## Task statement
Your task is to give the entries back exactly, leaving nothing out.

Source records
------------------------------------------------------------

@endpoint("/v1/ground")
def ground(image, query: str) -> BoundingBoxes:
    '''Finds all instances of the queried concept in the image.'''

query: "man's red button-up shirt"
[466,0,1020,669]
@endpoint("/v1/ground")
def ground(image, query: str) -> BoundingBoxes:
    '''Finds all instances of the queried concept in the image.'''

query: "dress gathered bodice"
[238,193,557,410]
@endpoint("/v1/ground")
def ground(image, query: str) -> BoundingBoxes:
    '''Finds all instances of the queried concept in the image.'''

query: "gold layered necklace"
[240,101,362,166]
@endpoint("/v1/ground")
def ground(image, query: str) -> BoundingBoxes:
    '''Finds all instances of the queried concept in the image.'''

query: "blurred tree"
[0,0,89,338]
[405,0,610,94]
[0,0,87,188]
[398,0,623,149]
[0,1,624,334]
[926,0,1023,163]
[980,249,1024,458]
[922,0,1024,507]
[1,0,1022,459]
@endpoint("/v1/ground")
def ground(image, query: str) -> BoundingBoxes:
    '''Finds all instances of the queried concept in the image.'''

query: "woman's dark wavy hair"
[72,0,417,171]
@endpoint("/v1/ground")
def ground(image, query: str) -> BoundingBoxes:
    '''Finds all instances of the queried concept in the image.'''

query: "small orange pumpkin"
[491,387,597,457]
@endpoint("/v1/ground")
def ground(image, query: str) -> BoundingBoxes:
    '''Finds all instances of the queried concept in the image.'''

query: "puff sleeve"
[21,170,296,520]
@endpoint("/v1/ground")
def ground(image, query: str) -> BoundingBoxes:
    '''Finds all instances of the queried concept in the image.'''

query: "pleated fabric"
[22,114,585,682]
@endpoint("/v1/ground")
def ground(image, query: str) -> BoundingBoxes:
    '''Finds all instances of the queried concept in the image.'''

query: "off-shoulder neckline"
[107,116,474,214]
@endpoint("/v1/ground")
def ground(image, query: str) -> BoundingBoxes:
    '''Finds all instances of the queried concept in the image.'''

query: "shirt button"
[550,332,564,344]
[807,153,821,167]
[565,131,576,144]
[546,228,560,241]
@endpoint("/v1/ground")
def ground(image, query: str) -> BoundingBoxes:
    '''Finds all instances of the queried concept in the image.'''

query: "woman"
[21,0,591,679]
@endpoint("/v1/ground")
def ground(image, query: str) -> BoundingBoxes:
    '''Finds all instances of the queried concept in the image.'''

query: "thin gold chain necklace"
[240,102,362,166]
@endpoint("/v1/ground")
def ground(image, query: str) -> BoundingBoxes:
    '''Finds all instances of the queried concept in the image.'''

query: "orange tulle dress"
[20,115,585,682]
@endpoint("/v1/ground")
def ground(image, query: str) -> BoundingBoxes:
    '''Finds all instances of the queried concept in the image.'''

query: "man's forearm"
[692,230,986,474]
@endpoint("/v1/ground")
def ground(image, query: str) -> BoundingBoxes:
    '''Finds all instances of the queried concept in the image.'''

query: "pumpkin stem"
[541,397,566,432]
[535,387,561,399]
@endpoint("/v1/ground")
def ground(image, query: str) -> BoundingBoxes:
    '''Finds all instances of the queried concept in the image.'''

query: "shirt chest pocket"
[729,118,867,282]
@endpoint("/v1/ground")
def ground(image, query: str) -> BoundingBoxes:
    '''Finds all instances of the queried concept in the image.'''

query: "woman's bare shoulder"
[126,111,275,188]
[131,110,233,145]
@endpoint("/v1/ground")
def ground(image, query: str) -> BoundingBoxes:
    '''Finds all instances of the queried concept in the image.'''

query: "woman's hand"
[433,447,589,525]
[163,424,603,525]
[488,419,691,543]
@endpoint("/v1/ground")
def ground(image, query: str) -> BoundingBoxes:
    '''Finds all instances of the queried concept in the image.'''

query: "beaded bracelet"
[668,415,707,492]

------------------------------------------------------------

## Your solution
@endpoint("/v1/ground")
def ground(image, query: str) -> BoundingBoxes:
    '''Finds all instances of the queried concept in the image.'''

query: "man's red button-up shirt"
[466,0,1020,669]
@endpoint("/v1/ground")
def ground(image, query: str) -> BoundingBoxes:
    '''Finds all instances of the queried concept in the image.'''

query: "dress gathered bodice"
[238,193,557,410]
@endpoint("/v1/ground")
def ground(image, query: str) -> BoundingBoxes:
    '''Finds all instances of the queried concept in the image.'''

query: "gold layered necklace"
[240,101,362,166]
@endpoint("/v1/ground")
def ground(image, query: str) -> BoundingBoxes:
    '''Finds all instances of the queried concept in the image.'''

query: "blurred tree"
[0,0,89,338]
[405,0,610,94]
[0,0,87,188]
[398,0,623,149]
[0,1,624,334]
[926,0,1023,163]
[980,249,1024,458]
[922,0,1024,507]
[1,0,1022,459]
@endpoint("/v1/ground")
def ground(image, query: str) -> BoundingBoxes:
    '''Finds all instances of the queried concept in the image.'''

query: "woman's dark wavy hair"
[72,0,417,171]
@endpoint("/v1/ground")
def ground(image, query: str) -> BoundingBoxes:
    '''Finds all instances of the queried concept in the image.'''

query: "small orange pumpkin"
[491,387,597,457]
@endpoint("/v1/ground")
def ground(image, query: str) -> BoundingBoxes:
    '''Finds all instances of the queried concept in the image.'''

query: "puff sleeve"
[21,170,296,520]
@endpoint("/v1/ground")
def ground(image, query: str) -> BoundingBoxes:
    '''Finds all instances of the queried concept in the image.'''

query: "pleated fabric"
[22,114,585,682]
@endpoint("/v1/ground")
def ground(image, query: str) -> BoundingBoxes:
    '''Finds all instances of the queried concept in the image.'''

query: "off-shoulder neckline"
[107,116,474,214]
@endpoint("/v1/ground")
def ground(image, query: str) -> BoundingBoxes:
    '''Finds all instances of the queried concept in the image.'''

query: "shirt button"
[550,332,564,344]
[807,153,821,167]
[565,131,576,144]
[546,228,560,241]
@endpoint("/v1/ground")
def ground(image, query: str) -> BoundingBoxes:
    '''Finds all instances of the queried concept in the image.'''

query: "woman"
[21,0,591,679]
@endpoint("/v1/ground")
def ground(image, query: str) -> BoundingBoxes:
    '''Finds all instances of the queried concept in the image.'''

query: "thin gold chain necklace"
[240,102,362,166]
@endpoint("/v1/ground")
def ground(image, query: str) -> BoundingBoxes:
    '''Finds all instances of the queried concept in the image.'''

query: "orange tulle dress"
[20,115,585,682]
@endpoint("/v1/ground")
def ground(image, query: str) -> BoundingBoxes:
    '''Finds all instances of the queried concept in the image.'''

query: "man's forearm"
[692,230,986,474]
@endpoint("/v1/ground")
def ground(image, query: str) -> BoundingBoxes:
    '''Finds all instances of the queried concept in the image.'''

query: "pumpkin stem"
[541,397,566,432]
[535,387,561,399]
@endpoint("/v1/ground")
def ground(image, query: str) -> BoundingBoxes:
    '''Finds all instances of the queried concept in the image.'''

query: "shirt chest pocket"
[729,118,867,282]
@endpoint("/v1/ground")
def ground(image, query: str) -> BoundingBoxes:
    '''Finds all instances of the queried concept in the image.'''

query: "woman's bare shoulder"
[126,111,275,188]
[131,110,233,145]
@endpoint("/v1/ground")
def ground(image, query: str) -> BoundingBoxes:
    '''Finds all instances of the queried concept in the image.'''

query: "woman's hand"
[433,447,589,525]
[163,424,603,525]
[488,419,691,543]
@endpoint("/v1/ground")
def ground(image, query: str) -> BoundingBoxes:
    '''Finds all instances of the queried concept in the image.'''

query: "beaded bracelet"
[668,415,707,492]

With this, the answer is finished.